2014年6月7日星期六

Recollections from My Calcutta Trip, January 2013

murals of a subway stop. first two blocks are the stanzas in Bengali, second two blocks in English
The same voice murmurs in these desultory lines 
which is born in wayside pansies
letting hasty glances pass by. 
Fireflies, Rabindranath Tagore


I never had a chance to write about my trip to Calcutta / Kolkata because it was not part of the organized class trip. I have made a couple of Indian Bengali friends in Madison and I have been reading Jhumpa Lahiri's The Lowland lately. The novel 
has a lot about Calcutta and it brings back a lot of memories. Here is a best attempt at reconstructing the three days that happened 1.5 years ago at the home of Ravi Shankar and Tagore and former capital of British India.

▸ What to do
Starting at the words "Fireflies, Rabindranath Tagore", copy the Calcutta trip recollections word for word, and stop after "of British India.".

▸ Stored data
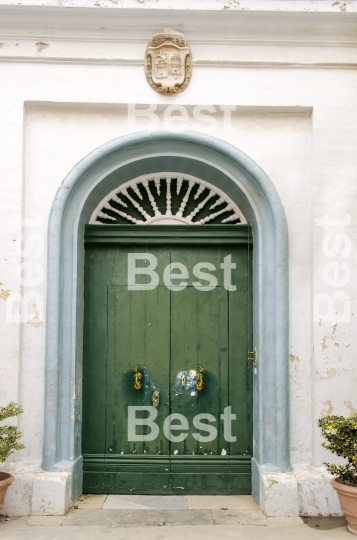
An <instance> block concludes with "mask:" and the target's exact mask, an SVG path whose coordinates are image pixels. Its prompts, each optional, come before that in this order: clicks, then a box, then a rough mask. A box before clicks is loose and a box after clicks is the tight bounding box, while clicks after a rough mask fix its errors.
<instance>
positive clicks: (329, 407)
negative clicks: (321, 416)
mask: <svg viewBox="0 0 357 540" xmlns="http://www.w3.org/2000/svg"><path fill="white" fill-rule="evenodd" d="M322 405H325V407H326V409H322V411H321V416H329V415H330V414H332V413H333V405H332V403H331V400H330V399H328V400H326V401H322Z"/></svg>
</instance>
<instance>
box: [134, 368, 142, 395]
mask: <svg viewBox="0 0 357 540" xmlns="http://www.w3.org/2000/svg"><path fill="white" fill-rule="evenodd" d="M133 371H134V388H135V390H140V388H141V387H142V384H141V382H140V381H141V379H142V378H143V376H142V373H140V371H139V368H137V367H135V368H133Z"/></svg>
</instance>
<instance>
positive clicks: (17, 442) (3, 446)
mask: <svg viewBox="0 0 357 540" xmlns="http://www.w3.org/2000/svg"><path fill="white" fill-rule="evenodd" d="M21 413H22V408H21V407H19V406H18V405H16V403H14V402H11V403H9V404H8V405H5V407H0V421H2V420H5V419H6V418H12V417H13V416H18V415H19V414H21ZM21 436H22V433H21V432H20V431H19V430H18V428H17V427H16V426H8V425H5V426H4V425H0V462H3V461H5V460H6V459H7V458H8V457H9V455H10V454H12V453H13V452H14V450H21V449H22V448H25V447H24V445H23V444H21V443H19V439H20V438H21ZM13 481H14V477H13V476H12V474H10V473H6V472H0V508H1V507H2V506H3V504H4V500H5V495H6V491H7V488H8V487H9V485H10V484H12V482H13Z"/></svg>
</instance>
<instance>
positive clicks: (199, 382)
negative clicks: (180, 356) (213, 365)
mask: <svg viewBox="0 0 357 540" xmlns="http://www.w3.org/2000/svg"><path fill="white" fill-rule="evenodd" d="M203 372H204V368H203V367H201V366H198V372H197V373H196V379H197V381H198V382H197V384H196V390H197V391H198V392H200V391H201V390H203V385H204V382H203Z"/></svg>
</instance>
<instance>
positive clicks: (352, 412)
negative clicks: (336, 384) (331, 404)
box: [343, 401, 357, 416]
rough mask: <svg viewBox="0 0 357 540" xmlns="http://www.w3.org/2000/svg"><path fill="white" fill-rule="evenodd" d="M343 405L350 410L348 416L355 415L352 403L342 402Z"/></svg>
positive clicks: (349, 402) (354, 411) (355, 410)
mask: <svg viewBox="0 0 357 540" xmlns="http://www.w3.org/2000/svg"><path fill="white" fill-rule="evenodd" d="M343 403H344V405H346V407H347V409H349V410H350V416H354V415H355V414H357V409H356V408H355V407H353V405H352V403H351V402H350V401H344V402H343Z"/></svg>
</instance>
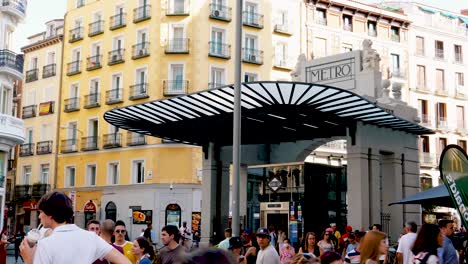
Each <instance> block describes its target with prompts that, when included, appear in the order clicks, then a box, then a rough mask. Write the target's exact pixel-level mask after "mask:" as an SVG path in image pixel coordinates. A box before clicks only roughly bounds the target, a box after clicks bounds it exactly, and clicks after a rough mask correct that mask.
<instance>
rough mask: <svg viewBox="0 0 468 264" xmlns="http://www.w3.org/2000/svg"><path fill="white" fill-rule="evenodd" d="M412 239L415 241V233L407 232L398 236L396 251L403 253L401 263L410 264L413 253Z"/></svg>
mask: <svg viewBox="0 0 468 264" xmlns="http://www.w3.org/2000/svg"><path fill="white" fill-rule="evenodd" d="M414 241H416V233H408V234H406V235H404V236H402V237H401V238H400V243H399V244H398V249H397V252H398V253H401V254H402V255H403V264H412V263H413V259H414V255H413V252H411V248H412V247H413V244H414Z"/></svg>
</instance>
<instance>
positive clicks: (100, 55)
mask: <svg viewBox="0 0 468 264" xmlns="http://www.w3.org/2000/svg"><path fill="white" fill-rule="evenodd" d="M100 68H102V55H99V54H98V55H94V56H91V57H88V58H87V59H86V70H87V71H92V70H96V69H100Z"/></svg>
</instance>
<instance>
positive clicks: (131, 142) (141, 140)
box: [127, 132, 146, 146]
mask: <svg viewBox="0 0 468 264" xmlns="http://www.w3.org/2000/svg"><path fill="white" fill-rule="evenodd" d="M145 144H146V137H145V135H142V134H138V133H133V132H127V146H140V145H145Z"/></svg>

▸ Result of the task
Fireflies, Rabindranath Tagore


I never had a chance to write about my trip to Calcutta / Kolkata because it was not part of the organized class trip. I have made a couple of Indian Bengali friends in Madison and I have been reading Jhumpa Lahiri's The Lowland lately. The novel 
has a lot about Calcutta and it brings back a lot of memories. Here is a best attempt at reconstructing the three days that happened 1.5 years ago at the home of Ravi Shankar and Tagore and former capital of British India.